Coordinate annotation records
________________________
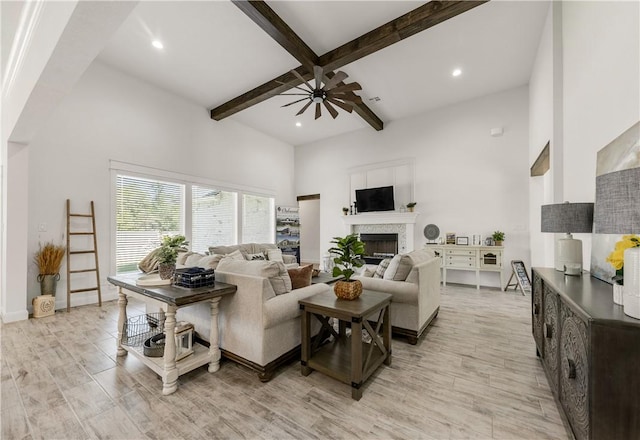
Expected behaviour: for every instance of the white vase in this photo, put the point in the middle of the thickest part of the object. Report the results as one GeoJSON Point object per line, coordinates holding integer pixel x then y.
{"type": "Point", "coordinates": [618, 290]}
{"type": "Point", "coordinates": [631, 273]}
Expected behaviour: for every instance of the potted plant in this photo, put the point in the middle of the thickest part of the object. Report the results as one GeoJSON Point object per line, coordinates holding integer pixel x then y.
{"type": "Point", "coordinates": [48, 258]}
{"type": "Point", "coordinates": [168, 254]}
{"type": "Point", "coordinates": [498, 237]}
{"type": "Point", "coordinates": [347, 253]}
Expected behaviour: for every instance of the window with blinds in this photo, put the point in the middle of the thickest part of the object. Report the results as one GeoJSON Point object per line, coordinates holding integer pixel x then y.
{"type": "Point", "coordinates": [145, 211]}
{"type": "Point", "coordinates": [258, 218]}
{"type": "Point", "coordinates": [214, 218]}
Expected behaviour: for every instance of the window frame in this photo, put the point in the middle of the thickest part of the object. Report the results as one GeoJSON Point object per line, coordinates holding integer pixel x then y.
{"type": "Point", "coordinates": [122, 168]}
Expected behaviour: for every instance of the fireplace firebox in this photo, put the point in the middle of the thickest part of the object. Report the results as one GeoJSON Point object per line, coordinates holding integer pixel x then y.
{"type": "Point", "coordinates": [377, 247]}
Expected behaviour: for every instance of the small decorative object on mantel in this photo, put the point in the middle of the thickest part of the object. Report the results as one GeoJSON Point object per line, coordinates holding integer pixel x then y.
{"type": "Point", "coordinates": [168, 254]}
{"type": "Point", "coordinates": [348, 254]}
{"type": "Point", "coordinates": [498, 237]}
{"type": "Point", "coordinates": [48, 258]}
{"type": "Point", "coordinates": [616, 259]}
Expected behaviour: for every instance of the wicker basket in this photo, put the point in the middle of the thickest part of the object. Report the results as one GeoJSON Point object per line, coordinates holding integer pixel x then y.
{"type": "Point", "coordinates": [348, 289]}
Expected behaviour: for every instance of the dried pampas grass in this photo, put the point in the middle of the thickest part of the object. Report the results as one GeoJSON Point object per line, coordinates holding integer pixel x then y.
{"type": "Point", "coordinates": [49, 258]}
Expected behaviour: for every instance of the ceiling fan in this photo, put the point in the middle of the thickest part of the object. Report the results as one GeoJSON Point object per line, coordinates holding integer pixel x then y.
{"type": "Point", "coordinates": [332, 92]}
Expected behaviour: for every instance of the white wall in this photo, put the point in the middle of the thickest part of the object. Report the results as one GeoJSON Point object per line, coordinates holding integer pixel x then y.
{"type": "Point", "coordinates": [466, 181]}
{"type": "Point", "coordinates": [110, 115]}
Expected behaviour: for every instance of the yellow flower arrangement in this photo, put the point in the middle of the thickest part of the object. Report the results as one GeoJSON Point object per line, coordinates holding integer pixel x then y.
{"type": "Point", "coordinates": [616, 257]}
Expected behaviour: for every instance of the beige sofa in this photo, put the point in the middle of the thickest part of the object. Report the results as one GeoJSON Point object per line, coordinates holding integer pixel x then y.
{"type": "Point", "coordinates": [260, 323]}
{"type": "Point", "coordinates": [414, 281]}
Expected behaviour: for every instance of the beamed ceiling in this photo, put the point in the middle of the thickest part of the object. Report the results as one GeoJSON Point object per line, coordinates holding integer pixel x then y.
{"type": "Point", "coordinates": [234, 58]}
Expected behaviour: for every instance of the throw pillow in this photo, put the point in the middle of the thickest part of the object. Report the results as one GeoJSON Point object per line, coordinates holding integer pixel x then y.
{"type": "Point", "coordinates": [382, 267]}
{"type": "Point", "coordinates": [258, 256]}
{"type": "Point", "coordinates": [300, 276]}
{"type": "Point", "coordinates": [274, 255]}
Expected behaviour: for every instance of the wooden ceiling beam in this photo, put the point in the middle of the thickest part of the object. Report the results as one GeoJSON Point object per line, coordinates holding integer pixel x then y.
{"type": "Point", "coordinates": [411, 23]}
{"type": "Point", "coordinates": [276, 28]}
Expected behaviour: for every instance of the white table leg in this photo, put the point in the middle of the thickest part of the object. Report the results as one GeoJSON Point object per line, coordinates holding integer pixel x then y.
{"type": "Point", "coordinates": [214, 338]}
{"type": "Point", "coordinates": [122, 319]}
{"type": "Point", "coordinates": [170, 378]}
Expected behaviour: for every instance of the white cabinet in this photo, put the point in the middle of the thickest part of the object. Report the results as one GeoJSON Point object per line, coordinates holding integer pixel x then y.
{"type": "Point", "coordinates": [475, 258]}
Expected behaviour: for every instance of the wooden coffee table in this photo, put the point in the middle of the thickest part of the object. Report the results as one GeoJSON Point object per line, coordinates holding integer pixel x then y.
{"type": "Point", "coordinates": [346, 358]}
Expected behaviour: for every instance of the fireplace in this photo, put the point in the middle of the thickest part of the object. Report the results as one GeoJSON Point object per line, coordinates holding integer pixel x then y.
{"type": "Point", "coordinates": [377, 247]}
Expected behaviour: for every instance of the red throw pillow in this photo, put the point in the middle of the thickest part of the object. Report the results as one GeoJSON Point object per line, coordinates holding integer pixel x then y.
{"type": "Point", "coordinates": [300, 276]}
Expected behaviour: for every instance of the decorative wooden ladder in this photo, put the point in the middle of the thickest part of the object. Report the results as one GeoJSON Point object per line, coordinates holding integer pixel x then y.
{"type": "Point", "coordinates": [70, 252]}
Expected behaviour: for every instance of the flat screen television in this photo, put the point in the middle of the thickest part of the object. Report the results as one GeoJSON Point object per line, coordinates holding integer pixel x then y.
{"type": "Point", "coordinates": [375, 199]}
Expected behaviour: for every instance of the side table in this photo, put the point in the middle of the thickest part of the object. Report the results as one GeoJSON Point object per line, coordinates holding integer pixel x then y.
{"type": "Point", "coordinates": [172, 298]}
{"type": "Point", "coordinates": [347, 358]}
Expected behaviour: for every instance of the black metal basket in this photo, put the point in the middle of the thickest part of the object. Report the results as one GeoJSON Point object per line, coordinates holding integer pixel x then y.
{"type": "Point", "coordinates": [139, 328]}
{"type": "Point", "coordinates": [192, 279]}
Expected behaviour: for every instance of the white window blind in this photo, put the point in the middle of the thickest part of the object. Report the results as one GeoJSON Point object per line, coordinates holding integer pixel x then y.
{"type": "Point", "coordinates": [145, 211]}
{"type": "Point", "coordinates": [214, 218]}
{"type": "Point", "coordinates": [258, 218]}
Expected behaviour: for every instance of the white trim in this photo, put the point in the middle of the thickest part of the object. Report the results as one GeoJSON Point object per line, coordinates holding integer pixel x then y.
{"type": "Point", "coordinates": [15, 316]}
{"type": "Point", "coordinates": [155, 173]}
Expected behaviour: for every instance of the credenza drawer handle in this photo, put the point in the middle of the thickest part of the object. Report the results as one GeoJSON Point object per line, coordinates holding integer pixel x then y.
{"type": "Point", "coordinates": [571, 374]}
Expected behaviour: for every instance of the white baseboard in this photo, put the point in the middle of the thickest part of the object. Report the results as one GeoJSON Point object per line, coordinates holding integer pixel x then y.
{"type": "Point", "coordinates": [20, 315]}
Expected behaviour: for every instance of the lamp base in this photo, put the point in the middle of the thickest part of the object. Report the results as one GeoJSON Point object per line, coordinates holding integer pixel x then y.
{"type": "Point", "coordinates": [568, 255]}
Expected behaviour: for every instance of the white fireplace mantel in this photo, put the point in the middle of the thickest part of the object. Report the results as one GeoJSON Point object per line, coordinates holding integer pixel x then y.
{"type": "Point", "coordinates": [381, 218]}
{"type": "Point", "coordinates": [402, 223]}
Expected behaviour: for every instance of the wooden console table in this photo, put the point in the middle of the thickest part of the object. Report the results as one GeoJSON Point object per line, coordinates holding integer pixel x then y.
{"type": "Point", "coordinates": [344, 357]}
{"type": "Point", "coordinates": [475, 258]}
{"type": "Point", "coordinates": [172, 298]}
{"type": "Point", "coordinates": [590, 352]}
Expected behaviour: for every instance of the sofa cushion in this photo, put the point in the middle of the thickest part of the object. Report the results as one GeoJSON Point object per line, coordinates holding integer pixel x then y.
{"type": "Point", "coordinates": [300, 276]}
{"type": "Point", "coordinates": [273, 270]}
{"type": "Point", "coordinates": [256, 256]}
{"type": "Point", "coordinates": [382, 268]}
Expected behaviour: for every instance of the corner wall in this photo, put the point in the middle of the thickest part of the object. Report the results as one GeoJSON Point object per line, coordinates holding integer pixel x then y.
{"type": "Point", "coordinates": [466, 181]}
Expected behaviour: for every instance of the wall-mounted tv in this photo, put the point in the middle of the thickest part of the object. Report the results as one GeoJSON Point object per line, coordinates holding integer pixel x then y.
{"type": "Point", "coordinates": [375, 199]}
________________________
**GIVEN INSTRUCTION:** Repeat exactly the lines above from the line that contains "Expected behaviour: for every instance of the corner" through the end. Include both of these ends; leave out everything else.

**ANSWER:**
Expected behaviour: for every instance of the corner wall in this photo, put the point in the middle of the thickest part of the object. Report the results as one GeoJSON Point object per line, coordinates holding integer pixel x then y.
{"type": "Point", "coordinates": [466, 181]}
Expected behaviour: for every instance of the wall-mounted tv in this photo, put the point in the middle of the thickest part of the object. Report the results as one GeoJSON Point object per line, coordinates holding integer pixel x then y.
{"type": "Point", "coordinates": [375, 199]}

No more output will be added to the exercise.